* EXERCISE REQUIREMENTS *
Please reproduce every record exactly as written, leaving out the pictures.

(Referring expression data)
★ ★ ★ ★
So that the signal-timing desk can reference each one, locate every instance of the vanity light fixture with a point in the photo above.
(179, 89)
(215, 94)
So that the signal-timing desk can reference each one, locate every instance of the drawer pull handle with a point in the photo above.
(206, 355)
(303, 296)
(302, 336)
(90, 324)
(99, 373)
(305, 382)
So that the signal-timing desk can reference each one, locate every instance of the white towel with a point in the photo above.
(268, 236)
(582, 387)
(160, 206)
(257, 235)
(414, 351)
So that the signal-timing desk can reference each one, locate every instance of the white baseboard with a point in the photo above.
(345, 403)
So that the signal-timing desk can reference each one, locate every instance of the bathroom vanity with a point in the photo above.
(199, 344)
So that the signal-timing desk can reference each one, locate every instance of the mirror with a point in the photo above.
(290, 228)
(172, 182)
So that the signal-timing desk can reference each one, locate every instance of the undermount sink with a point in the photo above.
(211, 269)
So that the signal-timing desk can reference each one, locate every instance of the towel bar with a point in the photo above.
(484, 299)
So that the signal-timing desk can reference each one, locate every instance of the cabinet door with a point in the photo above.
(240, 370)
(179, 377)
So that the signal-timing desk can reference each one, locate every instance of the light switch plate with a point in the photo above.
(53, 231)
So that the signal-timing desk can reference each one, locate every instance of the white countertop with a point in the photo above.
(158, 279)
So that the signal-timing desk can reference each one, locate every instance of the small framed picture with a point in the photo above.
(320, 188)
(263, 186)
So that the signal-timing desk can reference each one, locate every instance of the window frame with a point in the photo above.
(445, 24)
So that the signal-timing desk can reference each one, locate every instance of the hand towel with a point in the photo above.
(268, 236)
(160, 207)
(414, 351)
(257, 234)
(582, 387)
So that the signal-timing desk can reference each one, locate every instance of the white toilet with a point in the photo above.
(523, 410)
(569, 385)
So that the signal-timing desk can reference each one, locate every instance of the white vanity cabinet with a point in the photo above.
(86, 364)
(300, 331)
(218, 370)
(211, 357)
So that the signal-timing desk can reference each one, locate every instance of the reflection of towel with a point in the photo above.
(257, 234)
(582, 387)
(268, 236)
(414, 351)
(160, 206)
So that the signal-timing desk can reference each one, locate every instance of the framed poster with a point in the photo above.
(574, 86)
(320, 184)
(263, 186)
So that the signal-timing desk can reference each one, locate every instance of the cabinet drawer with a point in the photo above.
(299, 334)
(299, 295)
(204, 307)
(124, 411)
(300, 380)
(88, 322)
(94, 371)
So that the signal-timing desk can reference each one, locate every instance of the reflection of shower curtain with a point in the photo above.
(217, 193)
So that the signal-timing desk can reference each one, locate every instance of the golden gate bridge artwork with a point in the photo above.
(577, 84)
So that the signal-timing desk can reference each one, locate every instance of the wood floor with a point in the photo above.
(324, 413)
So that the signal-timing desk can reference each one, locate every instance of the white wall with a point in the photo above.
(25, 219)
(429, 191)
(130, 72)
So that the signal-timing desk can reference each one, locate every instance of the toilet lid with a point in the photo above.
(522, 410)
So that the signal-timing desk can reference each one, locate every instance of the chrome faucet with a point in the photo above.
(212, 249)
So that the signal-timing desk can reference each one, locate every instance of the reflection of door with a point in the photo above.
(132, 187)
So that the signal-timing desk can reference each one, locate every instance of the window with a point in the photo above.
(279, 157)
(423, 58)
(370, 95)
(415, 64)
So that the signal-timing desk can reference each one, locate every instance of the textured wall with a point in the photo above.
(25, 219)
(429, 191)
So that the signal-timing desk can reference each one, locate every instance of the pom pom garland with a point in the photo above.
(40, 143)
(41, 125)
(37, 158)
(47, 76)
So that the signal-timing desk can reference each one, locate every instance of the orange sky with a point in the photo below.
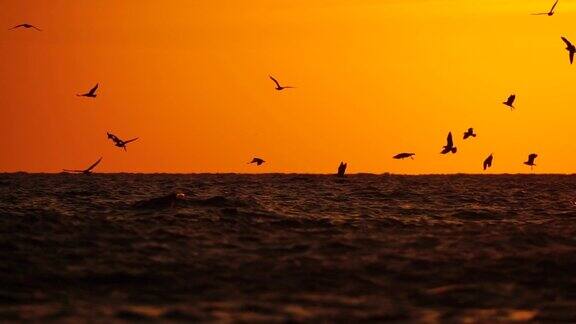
(373, 77)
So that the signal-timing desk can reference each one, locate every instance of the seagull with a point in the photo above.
(449, 147)
(510, 101)
(488, 162)
(342, 169)
(91, 93)
(531, 159)
(469, 132)
(278, 86)
(26, 26)
(87, 171)
(402, 156)
(549, 13)
(258, 161)
(118, 142)
(570, 48)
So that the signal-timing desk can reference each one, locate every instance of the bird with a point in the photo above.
(342, 169)
(570, 48)
(531, 159)
(258, 161)
(91, 93)
(402, 156)
(118, 142)
(510, 101)
(469, 132)
(278, 86)
(488, 162)
(26, 26)
(449, 147)
(86, 171)
(549, 13)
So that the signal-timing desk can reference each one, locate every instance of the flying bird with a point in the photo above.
(91, 93)
(26, 26)
(258, 161)
(402, 156)
(86, 171)
(531, 159)
(342, 169)
(570, 48)
(549, 13)
(488, 162)
(278, 86)
(118, 142)
(449, 147)
(469, 132)
(510, 101)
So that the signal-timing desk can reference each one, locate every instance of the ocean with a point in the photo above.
(287, 248)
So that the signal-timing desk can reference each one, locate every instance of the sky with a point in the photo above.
(373, 79)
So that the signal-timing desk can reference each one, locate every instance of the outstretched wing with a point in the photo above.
(130, 140)
(566, 41)
(93, 90)
(94, 165)
(275, 81)
(449, 142)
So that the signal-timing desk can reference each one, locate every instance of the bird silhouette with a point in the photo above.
(531, 159)
(278, 86)
(118, 142)
(469, 132)
(258, 161)
(402, 156)
(510, 101)
(86, 171)
(488, 162)
(342, 169)
(91, 93)
(27, 26)
(449, 147)
(570, 48)
(549, 13)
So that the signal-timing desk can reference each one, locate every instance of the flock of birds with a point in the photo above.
(448, 148)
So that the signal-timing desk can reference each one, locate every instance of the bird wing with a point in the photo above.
(68, 170)
(554, 6)
(94, 165)
(566, 41)
(275, 81)
(93, 90)
(130, 140)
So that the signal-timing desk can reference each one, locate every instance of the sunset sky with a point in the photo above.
(374, 78)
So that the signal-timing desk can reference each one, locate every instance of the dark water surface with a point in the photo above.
(276, 248)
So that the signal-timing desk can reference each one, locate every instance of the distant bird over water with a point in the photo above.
(549, 13)
(258, 161)
(27, 26)
(449, 147)
(488, 162)
(278, 86)
(86, 171)
(570, 48)
(531, 159)
(342, 169)
(510, 101)
(469, 132)
(118, 142)
(91, 93)
(404, 155)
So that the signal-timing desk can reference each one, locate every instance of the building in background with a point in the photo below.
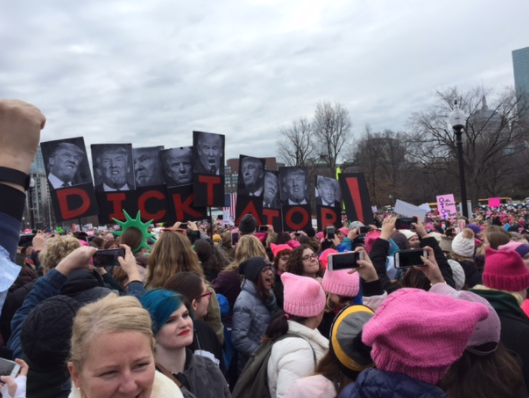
★ ★ ★ ★
* PROBLEM SOLUTION *
So that the signal-timing desk can reference each one, locate every instance of the vanity light fixture with a point in the photo above.
(179, 89)
(215, 94)
So that the signal-timing desk can reference each one, locate every instance of the drawer pull handle with a point in the photo above.
(206, 355)
(303, 296)
(302, 336)
(90, 324)
(99, 373)
(305, 382)
So that the signal-timing desk can reference each one, locate every instance of the white towel with a point in the photo above.
(268, 236)
(582, 387)
(160, 206)
(257, 235)
(414, 351)
So that the signal-timing desk can reference each one, locate every instance of the white baseboard with a point in the photo above.
(345, 403)
So that the signal-timing desk can reference each one, locate every instance of the bathroom vanity with a point in the photo above.
(199, 344)
So that the signal-timing desk can reference each one, locate every instance of the mirror with a point in the photo above.
(290, 228)
(172, 182)
So that the signal-timing desk can reference each one, locate every instance of the undermount sink with a point in the photo above.
(211, 269)
So that the signal-timing desk can reference each one, locate every instance of the towel bar with a point in the photo above.
(484, 299)
So that the signal-timing desk can reference each one, locate every instance of the cabinet door with a point in the photo above.
(240, 370)
(179, 377)
So that the signal-timing desk can reference each one, locate every instance of the light switch plate with a point in the photo above.
(53, 231)
So that the signal-timing desk can reference each one, locate every instance of the white countertop with a point in the photo above.
(158, 279)
So that the signal-timing desk can reference each one, locate every instance of the small framed picture with a point in the photo above.
(320, 188)
(263, 186)
So that the signal-timing desk can reference each one, locate every instance of the window frame with a point in the photo above.
(445, 24)
So that the signal-timing desk can reference each one, locate every instance of the hand towel with a point in the photo above.
(268, 236)
(160, 207)
(414, 351)
(257, 234)
(582, 387)
So that the signal-timing desk can reference each one, locate every instance of the white toilet with a point in the photo above.
(523, 410)
(569, 385)
So that the signal-timing desk can reference each one, locate every instance of the white vanity cabinet with a point in the photo above.
(86, 364)
(300, 331)
(218, 370)
(211, 357)
So that the signal-timing desk can reference each one, locate every instance of the reflection of towel with a point in the photo above.
(257, 234)
(582, 387)
(268, 236)
(414, 351)
(160, 206)
So that the signal-timing desk can reference each one, locate every instance of the framed poster with a point in the photo above.
(574, 86)
(320, 184)
(263, 186)
So that the signal-timing desk can reference each one, locate every instance of the cabinet drawer with a point in the photo above.
(299, 334)
(299, 295)
(204, 307)
(124, 411)
(300, 380)
(88, 322)
(94, 371)
So that the signal-timing desk can reference each one, locate every instance of the reflection of shower curtain with a point in the photo above.
(217, 193)
So that the signal-timing desk can reference each one, locate every instance of the golden gate bridge artwork with a point in the photo above.
(577, 84)
So that the signal-timing desk can reference each one, locate every instance of the wood floor with a point in the photo above.
(324, 413)
So that the signal-timing desk can reference each one, locate every instance of the white wall with a point in the photo above.
(25, 219)
(429, 191)
(130, 72)
So that the signal-timing desk can reference each one, locate every instance of the toilet lid with a point in the photo above.
(522, 410)
So that the signal-timing desk can reference each one, locate every instance of the chrome faucet with a point in the photo above.
(212, 249)
So that the signal-timing desk can reference each one, locate every instance of the reflection of door with a point in the photo above.
(132, 187)
So that the signal-timing desk can reference each one, locate every instance of the window with a point in the photo above.
(279, 157)
(423, 58)
(370, 95)
(415, 64)
So that the signal-timing desk can reference each one, locate every instance of the textured wall with a point in the photo above.
(25, 219)
(429, 191)
So that the signal-timing desk can reference each one, locate every instance of the pom pom garland with a point in the photo above.
(40, 143)
(41, 125)
(37, 158)
(47, 76)
So that the signal-timing desk can reference each one, locate every instance of the orange sky with a point in the photo below.
(373, 77)
So that the signal-timing desk can reference each one, locate every instance of the seagull with a point in the photo above.
(449, 147)
(510, 101)
(488, 162)
(342, 169)
(91, 93)
(531, 159)
(469, 132)
(278, 86)
(26, 26)
(87, 171)
(402, 156)
(549, 13)
(258, 161)
(118, 142)
(570, 48)
So that the signal-timing desk can reference each one, locate every instance of the bird with a point in the photo above.
(342, 169)
(570, 48)
(531, 159)
(258, 161)
(91, 93)
(402, 156)
(118, 142)
(510, 101)
(469, 132)
(278, 86)
(488, 162)
(26, 26)
(449, 147)
(86, 171)
(549, 13)
So that the signal-timing desk can reference each one, locate every instance of the flying bird with a point in the photo above.
(91, 93)
(26, 26)
(258, 161)
(402, 156)
(86, 171)
(531, 159)
(342, 169)
(570, 48)
(549, 13)
(488, 162)
(278, 86)
(118, 142)
(449, 147)
(469, 132)
(510, 101)
So that the signal-timing desk can reference each one, locate every instance of the ocean with a point in the photo above.
(287, 248)
So that the signal-timing desk can reference each one, locate every instance of the sky with a point in the photo above.
(373, 79)
So that the signal-timing desk can reference each one, locate every instance of the outstretched wing with a point in the photo above.
(130, 140)
(566, 41)
(93, 90)
(94, 165)
(275, 81)
(449, 142)
So that the signal-timing desk can reference each one, locate every instance of the bird silhouette with a point in the photo above.
(531, 159)
(278, 86)
(118, 142)
(469, 132)
(258, 161)
(402, 156)
(510, 101)
(86, 171)
(488, 162)
(342, 169)
(91, 93)
(27, 26)
(449, 147)
(570, 48)
(549, 13)
So that the signal-timing desk can reference each one, locate every instance of the flock of birds with a point in the photo above.
(448, 148)
So that the signal-timing desk can reference each one, locate every instance of the bird wing with a point in the photo above.
(68, 170)
(554, 6)
(94, 165)
(566, 41)
(275, 81)
(93, 90)
(130, 140)
So that the signal-timing desk can reference each one, locate every instance of the sunset sky with a point in the photo above.
(374, 78)
So that the signal-timing desk can reference each one, locate every instance of the dark water surface with a point in the photo above.
(276, 248)
So that the signal-timing desk can reference each one, locate every instance of the distant bird over water with a point in the photo above.
(549, 13)
(258, 161)
(27, 26)
(449, 147)
(488, 162)
(278, 86)
(86, 171)
(570, 48)
(531, 159)
(342, 169)
(510, 101)
(469, 132)
(118, 142)
(91, 93)
(404, 155)
So that the signal-timing desk can reference each one, locate every instance of the building in background with a point in the photo below.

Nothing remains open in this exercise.